Extrahierter Text =
Opposition kritisiert Gremium zu Bundeswehr-Einsätzen *

Die LINKE und die Grünen boykottieren die Kommission, die die parlamentarischen Regeln für Auslandseinsätze der Bundeswehr überprüfen soll. »Es besteht mehr und mehr die Gefahr, dass Parlamentsrechte an die Exekutive verlagert werden«, sagte Bundestags-Vizepräsidentin Claudia Roth (Grüne).

Die Außenpolitiker Alexander S. Neu von den LINKEN und Frithjof Schmidt von den Grünen betonten, man werde die der Opposition zugedachten Sitze in der Kommission nicht besetzen. Das Gremium unter Vorsitz des ehemaligen Verteidigungsministers Volker Rühe (CDU) wurde am Donnerstag vom Bundestag eingesetzt. In einer Sitzung des Auswärtigen Ausschusses des Parlaments habe die Koalition keinerlei Bereitschaft gezeigt, auf Wünsche der Opposition einzugehen, kritisierten die Politiker von LINKEN und Grünen.

Von den 16 Mitgliedern soll die Opposition vier stellen dürfen – LINKE und Grüne jeweils zwei. Das Gremium soll untersuchen, ob das Recht des Bundestags, über die Entsendung der Bundeswehr zu entscheiden, noch zeitgemäß ist. In Deutschland entscheidet das Parlament praktisch immer über die Beteiligung der Streitkräfte an internationalen Einsätzen mit. Derzeit sind rund 5000 deutsche Soldaten im Ausland stationiert, davon mehr als 3000 in Afghanistan.

Neu sagte gegenüber »nd«: »Die Regierung benötigte uns nur als Feigenblatt. Union und SPD hätten mit ihrer Mehrheit ohnehin alles durchgedrückt«. Ziel der Kommission sei »der Abbau der parlamentarischen Entscheidungs- sowie Kontrollkompetenz«, so Neu. Stattdessen müsse der Parlamentsvorbehalt gestärkt werden – etwa bei Einsätzen von Kampfdrohnen.

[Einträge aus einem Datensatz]
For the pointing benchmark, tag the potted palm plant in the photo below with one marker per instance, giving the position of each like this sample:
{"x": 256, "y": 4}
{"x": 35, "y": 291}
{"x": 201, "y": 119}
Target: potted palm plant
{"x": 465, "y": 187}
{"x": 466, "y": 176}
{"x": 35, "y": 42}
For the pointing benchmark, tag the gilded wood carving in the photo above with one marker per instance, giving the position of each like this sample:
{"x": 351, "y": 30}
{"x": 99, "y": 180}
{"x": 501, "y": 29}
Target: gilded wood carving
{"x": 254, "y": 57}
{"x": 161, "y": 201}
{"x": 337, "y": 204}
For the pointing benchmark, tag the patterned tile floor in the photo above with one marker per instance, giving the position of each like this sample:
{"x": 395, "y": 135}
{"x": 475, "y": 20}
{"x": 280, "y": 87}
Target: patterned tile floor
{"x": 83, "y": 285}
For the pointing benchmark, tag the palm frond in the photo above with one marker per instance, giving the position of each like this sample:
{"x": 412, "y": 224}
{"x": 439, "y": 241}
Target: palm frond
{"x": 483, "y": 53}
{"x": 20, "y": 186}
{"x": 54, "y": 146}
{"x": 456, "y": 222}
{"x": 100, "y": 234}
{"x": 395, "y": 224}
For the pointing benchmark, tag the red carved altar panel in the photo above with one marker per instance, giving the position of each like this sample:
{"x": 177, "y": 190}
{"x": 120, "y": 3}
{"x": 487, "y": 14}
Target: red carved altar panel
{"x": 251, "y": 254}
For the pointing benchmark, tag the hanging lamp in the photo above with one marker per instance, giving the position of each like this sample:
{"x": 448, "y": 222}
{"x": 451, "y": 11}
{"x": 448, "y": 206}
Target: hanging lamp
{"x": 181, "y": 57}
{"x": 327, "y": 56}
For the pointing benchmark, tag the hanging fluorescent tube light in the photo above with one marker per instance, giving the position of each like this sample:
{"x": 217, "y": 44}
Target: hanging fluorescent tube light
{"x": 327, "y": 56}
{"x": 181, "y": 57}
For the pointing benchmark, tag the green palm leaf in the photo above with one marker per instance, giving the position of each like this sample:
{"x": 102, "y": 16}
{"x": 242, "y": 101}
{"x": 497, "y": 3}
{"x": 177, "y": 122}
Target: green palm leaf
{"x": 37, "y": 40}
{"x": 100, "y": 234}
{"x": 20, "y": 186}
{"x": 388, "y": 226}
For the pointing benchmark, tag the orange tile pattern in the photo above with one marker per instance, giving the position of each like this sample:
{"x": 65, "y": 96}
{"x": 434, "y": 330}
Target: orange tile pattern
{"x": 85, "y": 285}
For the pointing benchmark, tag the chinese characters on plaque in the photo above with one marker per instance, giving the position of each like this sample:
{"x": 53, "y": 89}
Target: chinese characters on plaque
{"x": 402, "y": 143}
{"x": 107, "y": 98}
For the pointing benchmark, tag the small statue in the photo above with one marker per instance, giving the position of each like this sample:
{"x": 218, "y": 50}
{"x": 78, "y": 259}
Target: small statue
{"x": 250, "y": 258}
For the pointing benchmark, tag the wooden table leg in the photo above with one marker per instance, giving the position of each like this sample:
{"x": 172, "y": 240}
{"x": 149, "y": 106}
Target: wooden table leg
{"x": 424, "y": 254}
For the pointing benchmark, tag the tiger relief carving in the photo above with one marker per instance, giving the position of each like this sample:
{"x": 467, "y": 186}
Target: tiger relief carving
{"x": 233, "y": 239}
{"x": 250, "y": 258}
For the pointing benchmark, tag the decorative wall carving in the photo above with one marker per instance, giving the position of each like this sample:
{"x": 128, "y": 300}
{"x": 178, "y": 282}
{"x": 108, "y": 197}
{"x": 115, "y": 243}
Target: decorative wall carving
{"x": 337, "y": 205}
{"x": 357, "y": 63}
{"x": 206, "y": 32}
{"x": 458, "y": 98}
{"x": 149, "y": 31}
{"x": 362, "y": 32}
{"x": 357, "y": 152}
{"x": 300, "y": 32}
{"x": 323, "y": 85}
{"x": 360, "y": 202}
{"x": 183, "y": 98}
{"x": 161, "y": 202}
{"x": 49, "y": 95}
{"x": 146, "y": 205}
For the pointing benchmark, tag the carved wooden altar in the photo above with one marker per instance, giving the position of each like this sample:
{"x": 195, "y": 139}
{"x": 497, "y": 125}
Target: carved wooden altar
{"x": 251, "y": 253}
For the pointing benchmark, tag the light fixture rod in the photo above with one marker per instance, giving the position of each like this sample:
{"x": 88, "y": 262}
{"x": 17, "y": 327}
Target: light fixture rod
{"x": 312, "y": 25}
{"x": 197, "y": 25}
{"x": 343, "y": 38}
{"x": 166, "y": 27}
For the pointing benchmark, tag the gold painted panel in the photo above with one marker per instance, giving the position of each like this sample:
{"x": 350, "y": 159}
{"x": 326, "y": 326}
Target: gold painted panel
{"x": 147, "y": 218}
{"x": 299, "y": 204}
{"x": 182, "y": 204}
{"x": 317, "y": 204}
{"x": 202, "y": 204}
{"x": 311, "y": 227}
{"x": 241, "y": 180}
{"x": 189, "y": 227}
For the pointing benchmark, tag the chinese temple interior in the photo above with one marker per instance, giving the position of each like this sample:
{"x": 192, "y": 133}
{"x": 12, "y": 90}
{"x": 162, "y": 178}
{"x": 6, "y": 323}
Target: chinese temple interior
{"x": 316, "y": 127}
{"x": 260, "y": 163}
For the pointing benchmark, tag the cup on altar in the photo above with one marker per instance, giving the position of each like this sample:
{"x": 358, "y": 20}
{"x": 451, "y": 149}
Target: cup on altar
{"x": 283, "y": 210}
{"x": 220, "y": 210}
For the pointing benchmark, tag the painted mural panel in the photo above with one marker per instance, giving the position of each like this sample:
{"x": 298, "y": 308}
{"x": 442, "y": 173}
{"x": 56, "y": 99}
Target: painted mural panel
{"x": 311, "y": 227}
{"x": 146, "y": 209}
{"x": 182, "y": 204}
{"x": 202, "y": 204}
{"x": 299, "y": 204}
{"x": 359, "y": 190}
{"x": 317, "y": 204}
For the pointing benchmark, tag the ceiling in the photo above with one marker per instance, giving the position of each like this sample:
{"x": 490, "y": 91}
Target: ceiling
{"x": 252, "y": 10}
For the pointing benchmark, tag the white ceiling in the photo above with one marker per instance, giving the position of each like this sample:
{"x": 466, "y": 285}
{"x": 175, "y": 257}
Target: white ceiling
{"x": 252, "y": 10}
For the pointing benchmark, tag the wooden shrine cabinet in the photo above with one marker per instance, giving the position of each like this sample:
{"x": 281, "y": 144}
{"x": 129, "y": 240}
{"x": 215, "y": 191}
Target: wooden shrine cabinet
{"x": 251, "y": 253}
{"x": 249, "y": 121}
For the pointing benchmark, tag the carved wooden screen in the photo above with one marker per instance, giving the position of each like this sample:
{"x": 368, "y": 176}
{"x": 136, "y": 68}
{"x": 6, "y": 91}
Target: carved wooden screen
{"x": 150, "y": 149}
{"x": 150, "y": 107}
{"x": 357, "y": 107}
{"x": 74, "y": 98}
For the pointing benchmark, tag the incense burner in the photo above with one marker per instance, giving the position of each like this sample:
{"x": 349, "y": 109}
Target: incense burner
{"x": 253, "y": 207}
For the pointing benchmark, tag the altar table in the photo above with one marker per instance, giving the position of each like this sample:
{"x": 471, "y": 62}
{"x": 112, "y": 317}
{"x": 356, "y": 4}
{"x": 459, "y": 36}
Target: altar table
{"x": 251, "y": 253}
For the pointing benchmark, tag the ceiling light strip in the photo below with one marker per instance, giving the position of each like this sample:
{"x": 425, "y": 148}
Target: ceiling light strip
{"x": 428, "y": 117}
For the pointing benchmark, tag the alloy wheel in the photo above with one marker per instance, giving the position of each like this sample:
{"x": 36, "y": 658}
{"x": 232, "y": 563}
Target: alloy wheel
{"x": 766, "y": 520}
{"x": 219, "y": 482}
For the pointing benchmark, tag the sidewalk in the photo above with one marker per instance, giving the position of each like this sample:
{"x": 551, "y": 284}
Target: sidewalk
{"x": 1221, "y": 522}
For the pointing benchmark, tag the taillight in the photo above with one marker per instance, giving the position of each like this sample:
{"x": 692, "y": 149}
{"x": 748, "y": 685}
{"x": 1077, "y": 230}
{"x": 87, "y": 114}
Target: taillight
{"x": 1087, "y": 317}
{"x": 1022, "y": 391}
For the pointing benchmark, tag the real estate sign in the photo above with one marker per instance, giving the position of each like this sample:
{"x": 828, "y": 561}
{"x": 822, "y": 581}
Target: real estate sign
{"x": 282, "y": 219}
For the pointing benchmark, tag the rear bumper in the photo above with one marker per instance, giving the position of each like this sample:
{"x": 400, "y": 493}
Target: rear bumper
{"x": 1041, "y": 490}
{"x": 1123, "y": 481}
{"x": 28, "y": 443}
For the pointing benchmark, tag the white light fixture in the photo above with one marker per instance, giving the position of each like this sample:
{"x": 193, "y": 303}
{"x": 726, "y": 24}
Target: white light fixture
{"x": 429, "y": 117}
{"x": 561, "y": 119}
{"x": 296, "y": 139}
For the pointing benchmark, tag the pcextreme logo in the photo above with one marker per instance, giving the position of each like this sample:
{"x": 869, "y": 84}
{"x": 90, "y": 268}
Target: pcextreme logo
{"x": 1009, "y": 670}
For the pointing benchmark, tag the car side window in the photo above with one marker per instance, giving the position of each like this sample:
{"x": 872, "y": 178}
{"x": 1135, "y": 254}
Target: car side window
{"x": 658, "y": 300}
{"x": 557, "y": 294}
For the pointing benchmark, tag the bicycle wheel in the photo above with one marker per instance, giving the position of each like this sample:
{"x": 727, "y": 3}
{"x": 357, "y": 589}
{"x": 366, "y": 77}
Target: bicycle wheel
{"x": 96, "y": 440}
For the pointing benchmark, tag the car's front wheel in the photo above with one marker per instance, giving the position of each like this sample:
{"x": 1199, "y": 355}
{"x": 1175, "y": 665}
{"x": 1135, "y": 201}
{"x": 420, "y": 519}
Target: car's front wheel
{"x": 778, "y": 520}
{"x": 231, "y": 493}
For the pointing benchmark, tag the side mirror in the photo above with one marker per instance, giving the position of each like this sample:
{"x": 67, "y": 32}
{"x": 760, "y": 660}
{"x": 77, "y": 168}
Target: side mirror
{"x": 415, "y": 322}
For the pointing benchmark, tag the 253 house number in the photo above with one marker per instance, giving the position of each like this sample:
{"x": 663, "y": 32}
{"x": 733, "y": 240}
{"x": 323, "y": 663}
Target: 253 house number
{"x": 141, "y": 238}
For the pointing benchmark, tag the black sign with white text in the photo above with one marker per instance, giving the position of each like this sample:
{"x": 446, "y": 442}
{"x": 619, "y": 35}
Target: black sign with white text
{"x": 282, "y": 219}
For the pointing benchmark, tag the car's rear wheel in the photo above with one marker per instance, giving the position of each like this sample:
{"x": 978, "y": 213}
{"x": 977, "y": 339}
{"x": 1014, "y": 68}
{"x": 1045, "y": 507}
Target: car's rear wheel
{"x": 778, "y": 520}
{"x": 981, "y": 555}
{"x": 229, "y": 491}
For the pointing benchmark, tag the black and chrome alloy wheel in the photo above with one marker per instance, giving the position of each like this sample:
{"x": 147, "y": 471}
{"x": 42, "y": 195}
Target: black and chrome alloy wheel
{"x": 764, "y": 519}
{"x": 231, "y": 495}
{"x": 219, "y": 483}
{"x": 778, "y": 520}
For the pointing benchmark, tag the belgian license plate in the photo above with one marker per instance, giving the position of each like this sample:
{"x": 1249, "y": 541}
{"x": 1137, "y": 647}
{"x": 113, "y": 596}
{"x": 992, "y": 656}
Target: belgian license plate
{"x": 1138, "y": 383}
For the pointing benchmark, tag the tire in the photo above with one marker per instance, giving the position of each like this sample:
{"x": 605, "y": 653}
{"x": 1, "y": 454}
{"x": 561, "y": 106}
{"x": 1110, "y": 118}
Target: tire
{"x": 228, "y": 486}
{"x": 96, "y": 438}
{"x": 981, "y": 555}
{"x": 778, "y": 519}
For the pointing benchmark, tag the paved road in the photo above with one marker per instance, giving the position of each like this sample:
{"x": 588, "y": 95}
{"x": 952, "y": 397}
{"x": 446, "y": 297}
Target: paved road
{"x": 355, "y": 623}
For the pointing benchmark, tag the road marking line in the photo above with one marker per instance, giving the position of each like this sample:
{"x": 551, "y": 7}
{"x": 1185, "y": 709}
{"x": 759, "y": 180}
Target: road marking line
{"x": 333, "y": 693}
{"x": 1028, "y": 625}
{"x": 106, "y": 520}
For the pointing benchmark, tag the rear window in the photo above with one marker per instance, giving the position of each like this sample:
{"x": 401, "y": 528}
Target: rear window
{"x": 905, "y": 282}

Aufgabe A =
Wer führt laut dem Text über die Kommission zu Bundeswehr-Einsätzen den Vorsitz dieses Gremiums?
Aufgabe B =
Filtere die Einträge und übernimm jede Zeile, in der die Zeichenfolge "altar" vorkommt.

Richtige Antwort A =
Der ehemalige Verteidigungsminister Volker Rühe (CDU).

Richtige Antwort B =
For the pointing benchmark, tag the red carved altar panel in the photo above with one marker per instance, giving the position of each like this sample:
Target: red carved altar panel
For the pointing benchmark, tag the carved wooden altar in the photo above with one marker per instance, giving the position of each like this sample:
Target: carved wooden altar
For the pointing benchmark, tag the cup on altar in the photo above with one marker per instance, giving the position of each like this sample:
Target: cup on altar
For the pointing benchmark, tag the altar table in the photo above with one marker per instance, giving the position of each like this sample:
Target: altar table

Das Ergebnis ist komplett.